[RECORD EXTRACTS]
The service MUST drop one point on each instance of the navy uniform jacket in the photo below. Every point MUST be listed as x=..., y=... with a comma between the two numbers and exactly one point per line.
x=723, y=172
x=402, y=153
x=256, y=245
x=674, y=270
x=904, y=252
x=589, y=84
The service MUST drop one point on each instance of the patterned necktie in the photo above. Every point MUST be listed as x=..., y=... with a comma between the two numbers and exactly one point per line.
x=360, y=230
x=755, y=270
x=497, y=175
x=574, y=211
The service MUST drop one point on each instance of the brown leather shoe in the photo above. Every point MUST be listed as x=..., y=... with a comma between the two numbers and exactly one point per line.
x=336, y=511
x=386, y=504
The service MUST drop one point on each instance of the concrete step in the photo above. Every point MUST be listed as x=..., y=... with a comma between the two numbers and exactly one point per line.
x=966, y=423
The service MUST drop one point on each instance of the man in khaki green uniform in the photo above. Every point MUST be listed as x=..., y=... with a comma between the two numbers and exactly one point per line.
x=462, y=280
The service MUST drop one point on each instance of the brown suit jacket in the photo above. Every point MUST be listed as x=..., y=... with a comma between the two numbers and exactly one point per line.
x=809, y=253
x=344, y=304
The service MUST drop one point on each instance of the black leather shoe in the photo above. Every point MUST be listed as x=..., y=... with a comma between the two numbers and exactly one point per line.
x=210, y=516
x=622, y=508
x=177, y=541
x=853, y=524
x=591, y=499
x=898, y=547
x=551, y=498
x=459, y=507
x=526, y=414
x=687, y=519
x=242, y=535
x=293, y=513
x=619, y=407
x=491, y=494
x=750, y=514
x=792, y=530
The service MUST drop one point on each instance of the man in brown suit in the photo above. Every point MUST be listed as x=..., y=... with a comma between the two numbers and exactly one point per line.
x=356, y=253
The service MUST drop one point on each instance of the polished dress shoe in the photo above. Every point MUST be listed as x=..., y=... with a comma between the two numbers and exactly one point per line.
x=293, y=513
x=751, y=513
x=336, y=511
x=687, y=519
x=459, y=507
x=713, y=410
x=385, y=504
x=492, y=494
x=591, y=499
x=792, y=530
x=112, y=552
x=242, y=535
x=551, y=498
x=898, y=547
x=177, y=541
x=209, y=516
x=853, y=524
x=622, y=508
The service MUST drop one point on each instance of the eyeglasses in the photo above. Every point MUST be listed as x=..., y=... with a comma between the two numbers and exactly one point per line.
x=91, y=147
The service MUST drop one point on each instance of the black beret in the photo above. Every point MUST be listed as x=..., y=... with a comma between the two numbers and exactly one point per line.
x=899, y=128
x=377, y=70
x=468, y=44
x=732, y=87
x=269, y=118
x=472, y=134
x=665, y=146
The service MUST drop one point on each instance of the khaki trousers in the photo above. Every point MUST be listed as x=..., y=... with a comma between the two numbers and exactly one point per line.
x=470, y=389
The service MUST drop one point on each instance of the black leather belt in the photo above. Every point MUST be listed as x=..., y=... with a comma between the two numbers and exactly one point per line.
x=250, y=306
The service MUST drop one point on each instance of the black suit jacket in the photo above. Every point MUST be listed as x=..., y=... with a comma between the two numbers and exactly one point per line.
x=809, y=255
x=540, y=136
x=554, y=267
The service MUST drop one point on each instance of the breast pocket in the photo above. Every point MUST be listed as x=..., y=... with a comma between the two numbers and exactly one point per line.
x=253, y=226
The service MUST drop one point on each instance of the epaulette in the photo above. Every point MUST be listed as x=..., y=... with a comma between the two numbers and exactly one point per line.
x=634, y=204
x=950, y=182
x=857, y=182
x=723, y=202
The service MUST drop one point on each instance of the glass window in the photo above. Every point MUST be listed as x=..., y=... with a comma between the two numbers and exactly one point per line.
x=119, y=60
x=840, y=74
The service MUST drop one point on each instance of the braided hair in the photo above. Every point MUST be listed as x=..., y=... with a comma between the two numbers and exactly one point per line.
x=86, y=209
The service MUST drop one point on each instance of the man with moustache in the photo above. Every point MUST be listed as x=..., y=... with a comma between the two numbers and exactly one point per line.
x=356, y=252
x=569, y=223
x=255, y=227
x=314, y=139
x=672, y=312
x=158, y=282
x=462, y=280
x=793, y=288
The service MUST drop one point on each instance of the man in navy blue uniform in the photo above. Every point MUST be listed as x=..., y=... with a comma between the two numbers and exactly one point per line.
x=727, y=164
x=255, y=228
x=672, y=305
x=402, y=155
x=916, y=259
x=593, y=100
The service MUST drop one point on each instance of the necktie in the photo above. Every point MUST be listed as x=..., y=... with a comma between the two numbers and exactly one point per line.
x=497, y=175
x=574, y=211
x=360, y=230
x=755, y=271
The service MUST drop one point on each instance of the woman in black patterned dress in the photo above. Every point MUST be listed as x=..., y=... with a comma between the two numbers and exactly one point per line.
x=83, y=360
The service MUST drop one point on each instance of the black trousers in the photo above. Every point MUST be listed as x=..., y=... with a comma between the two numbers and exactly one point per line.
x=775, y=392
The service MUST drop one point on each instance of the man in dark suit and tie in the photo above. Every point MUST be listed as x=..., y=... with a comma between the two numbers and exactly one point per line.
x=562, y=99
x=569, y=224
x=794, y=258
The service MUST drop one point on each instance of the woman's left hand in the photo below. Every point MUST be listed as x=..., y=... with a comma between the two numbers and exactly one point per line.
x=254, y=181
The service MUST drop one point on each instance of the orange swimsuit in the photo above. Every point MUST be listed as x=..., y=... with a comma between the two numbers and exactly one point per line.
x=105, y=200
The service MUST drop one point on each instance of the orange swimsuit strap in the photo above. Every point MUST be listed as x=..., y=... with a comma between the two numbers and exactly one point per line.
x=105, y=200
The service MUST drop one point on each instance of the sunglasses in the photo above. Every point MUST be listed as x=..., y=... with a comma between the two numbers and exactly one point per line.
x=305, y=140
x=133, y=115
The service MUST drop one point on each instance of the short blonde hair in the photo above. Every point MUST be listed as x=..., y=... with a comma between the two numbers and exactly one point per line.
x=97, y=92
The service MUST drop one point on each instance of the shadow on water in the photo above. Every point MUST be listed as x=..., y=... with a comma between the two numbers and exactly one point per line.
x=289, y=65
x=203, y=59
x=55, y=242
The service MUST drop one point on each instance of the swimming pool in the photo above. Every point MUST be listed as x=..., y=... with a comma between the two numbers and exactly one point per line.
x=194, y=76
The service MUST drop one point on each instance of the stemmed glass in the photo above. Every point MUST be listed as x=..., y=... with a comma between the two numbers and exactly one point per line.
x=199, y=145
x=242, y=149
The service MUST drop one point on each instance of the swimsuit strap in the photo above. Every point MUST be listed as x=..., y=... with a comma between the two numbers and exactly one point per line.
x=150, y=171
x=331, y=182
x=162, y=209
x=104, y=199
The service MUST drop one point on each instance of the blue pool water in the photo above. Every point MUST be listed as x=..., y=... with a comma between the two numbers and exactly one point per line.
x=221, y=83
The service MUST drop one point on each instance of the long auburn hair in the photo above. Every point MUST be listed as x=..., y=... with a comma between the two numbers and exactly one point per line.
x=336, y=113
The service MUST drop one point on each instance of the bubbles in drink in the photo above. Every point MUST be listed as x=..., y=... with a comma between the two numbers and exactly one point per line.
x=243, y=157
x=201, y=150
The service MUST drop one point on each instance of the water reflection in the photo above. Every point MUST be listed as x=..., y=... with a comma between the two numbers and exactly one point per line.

[WHAT THE TASK ASKS] Reproduce the listing above in full, changing every occurrence of "service" to "annotator" and leaving all other text as it is.

[EXPECTED ANSWER]
The annotator MUST drop one point on each instance of the navy uniform jacket in the photo below. Every point MUST be listed as x=..., y=... with a comma between the two numbers and exactly one point per line.
x=723, y=172
x=402, y=153
x=256, y=245
x=674, y=270
x=904, y=252
x=589, y=84
The annotator MUST drop one point on each instance of the patterned necktie in the photo above. Every point MUST be listed as x=..., y=... with a comma between the two numbers and exactly one point per line.
x=360, y=230
x=755, y=270
x=497, y=175
x=574, y=211
The annotator MUST drop one point on each instance of the brown leather shoe in the photo above. Every point MUST be listed as x=..., y=... with a comma between the two numbers and exactly one point per line.
x=336, y=511
x=386, y=504
The annotator MUST drop one point on each instance of the concrete step in the photo above. Every point MUST be listed as x=..., y=... with a comma between the two numbers and exactly one point per line.
x=966, y=423
The annotator MUST drop one point on each instance of the man in khaki green uniform in the photo above. Every point MUST be listed as x=..., y=... with a comma between the two numbers and exactly one point per line.
x=462, y=280
The annotator MUST drop one point on each instance of the brown suit jacket in the photo above. Every point MUST be listed as x=..., y=... with a comma between the two numbers and exactly one point per line.
x=809, y=253
x=344, y=304
The annotator MUST drop one point on each instance of the black leather shoe in the photo above. Every point MUST be listed as x=..., y=... with a comma between the two numbers and exactly one point per line.
x=210, y=516
x=622, y=508
x=177, y=541
x=853, y=524
x=591, y=499
x=898, y=547
x=551, y=498
x=459, y=507
x=526, y=414
x=687, y=519
x=242, y=535
x=293, y=513
x=619, y=407
x=491, y=494
x=750, y=514
x=792, y=530
The annotator MUST drop one point on each instance of the man in brown suit in the photo above. Every point MUST be listed as x=..., y=... with a comma between the two numbers and exactly one point per line.
x=356, y=253
The annotator MUST drop one point on each instance of the polished dress shoe in the photo above. Every point MUST be listed as x=..., y=... with a comma between the two numbers and exactly one point per line.
x=293, y=513
x=751, y=513
x=336, y=511
x=687, y=519
x=459, y=507
x=713, y=410
x=385, y=504
x=492, y=494
x=591, y=499
x=792, y=530
x=112, y=552
x=242, y=535
x=551, y=498
x=898, y=547
x=177, y=541
x=209, y=516
x=853, y=524
x=622, y=508
The annotator MUST drop one point on each instance of the eyeglasses in the photo above. Every point MUST be listed as x=..., y=... with a comma between the two numbers and exactly one point per line.
x=91, y=147
The annotator MUST drop one point on each instance of the black beret in the photo above. Every point MUST be listed as x=..., y=... with a comma between the two numbers and exactly one point per line.
x=899, y=128
x=377, y=70
x=468, y=44
x=732, y=87
x=269, y=118
x=472, y=134
x=665, y=146
The annotator MUST drop one point on each instance of the khaki trousers in the photo above. Every point MUST be listed as x=..., y=... with a comma between the two numbers and exactly one point per line.
x=470, y=389
The annotator MUST drop one point on each instance of the black leather belt in the photo above. Every point MUST be listed as x=..., y=... with a comma between the two numbers and exactly one point per line.
x=250, y=306
The annotator MUST drop one point on each instance of the black suit jacket in the photo above. Every point MUST be listed as x=..., y=... with a comma between the two numbers and exactly one point per line.
x=809, y=255
x=540, y=136
x=554, y=267
The annotator MUST drop one point on each instance of the breast pocket in the photo above. Every point MUST be listed as x=..., y=... with a comma between the two numbers and exactly one point per line.
x=253, y=226
The annotator MUST drop one point on each instance of the epaulette in the photo above. Every point MUST be listed as x=..., y=... with a comma between the two numbers and exactly one point per line.
x=634, y=204
x=950, y=182
x=857, y=182
x=723, y=202
The annotator MUST drop one point on each instance of the glass window in the photo above. Every point MUST be listed as x=..., y=... with a comma between the two numbers and exactly one point per line.
x=119, y=60
x=840, y=74
The annotator MUST drop one point on each instance of the braided hair in the photo above. Every point MUST be listed as x=..., y=... with a comma between the two numbers and exactly one point per line.
x=86, y=209
The annotator MUST drop one point on each instance of the man with moustache in the photo above. Every point MUST be listed as x=..., y=... with a comma between the two numbers and exactly one point per line.
x=356, y=252
x=569, y=223
x=255, y=227
x=314, y=139
x=672, y=312
x=158, y=282
x=462, y=280
x=793, y=288
The annotator MUST drop one point on each instance of the man in navy blue uniform in the photo above. Every point MUST be listed as x=..., y=... with a comma between the two numbers and exactly one point per line.
x=727, y=164
x=255, y=228
x=672, y=305
x=402, y=155
x=916, y=259
x=593, y=100
The annotator MUST drop one point on each instance of the necktie in the photo above. Every point MUST be listed as x=..., y=... with a comma between the two numbers and exactly one point per line.
x=497, y=175
x=574, y=211
x=360, y=230
x=755, y=271
The annotator MUST drop one point on each instance of the woman in black patterned dress in the photo above. Every point MUST be listed as x=..., y=... with a comma between the two numbers and exactly one point per line.
x=83, y=360
The annotator MUST drop one point on each instance of the black trousers in the photo above. Every point MUST be listed as x=..., y=... with a comma between the two numbers and exactly one point per line.
x=775, y=392
The annotator MUST drop one point on each instance of the man in dark suit and tie in the photo above. Every point MUST be listed as x=..., y=... with a comma between the two numbers and exactly one point per line.
x=562, y=99
x=569, y=224
x=794, y=258
The annotator MUST drop one point on each instance of the woman's left hand in the photo below. Every point MUST be listed as x=..., y=... with a comma between the two numbers and exactly one point per line.
x=254, y=181
The annotator MUST drop one point on each instance of the orange swimsuit in the photo above. Every point MUST be listed as x=..., y=... with a comma between the two numbers and exactly one point per line.
x=105, y=200
The annotator MUST drop one point on each instance of the orange swimsuit strap in the photo above. Every point MUST be listed as x=..., y=... with a comma between the two numbers and exactly one point per line.
x=105, y=200
The annotator MUST drop one point on each instance of the sunglasses in the photo above. Every point MUST be listed as x=..., y=... with a comma between the two numbers and exactly one point per line.
x=305, y=140
x=133, y=115
The annotator MUST drop one point on each instance of the short blonde hair in the photo above. Every point MUST be listed as x=..., y=... with a comma between the two numbers and exactly one point per line.
x=97, y=92
The annotator MUST drop one point on each instance of the shadow on water in the photo above. Every point MUST be listed as x=..., y=... with a comma between the two numbers and exactly one point per line.
x=289, y=65
x=203, y=59
x=55, y=242
The annotator MUST drop one point on each instance of the swimming pool in the photo above. Every point MUST be listed as x=..., y=... with a comma between the two numbers and exactly one point per line.
x=194, y=76
The annotator MUST drop one point on each instance of the stemmed glass in the photo above. Every point MUST be listed as x=..., y=... with a comma between the two numbers and exactly one point per line.
x=199, y=145
x=242, y=149
The annotator MUST drop one point on each instance of the swimsuit strap in the photo above. Every point MUST be listed as x=..., y=... with a comma between the two numbers and exactly one point per line.
x=150, y=171
x=331, y=182
x=162, y=209
x=104, y=199
The annotator MUST drop one point on each instance of the blue pool water in the photo above. Every point MUST be listed as x=..., y=... with a comma between the two numbers and exactly one point per line.
x=221, y=83
The annotator MUST drop one point on each instance of the long auburn hair in the photo above. Every point MUST be listed as x=..., y=... with a comma between the two numbers and exactly one point per line.
x=336, y=113
The annotator MUST drop one point on each instance of the bubbles in drink in the photo above. Every point MUST be listed as x=..., y=... with a comma between the two numbers and exactly one point per line.
x=243, y=157
x=201, y=150
The annotator MUST drop one point on each instance of the water reflection in the photo above. Every point MUST be listed as x=..., y=... with a comma between the two numbers and exactly one point per line.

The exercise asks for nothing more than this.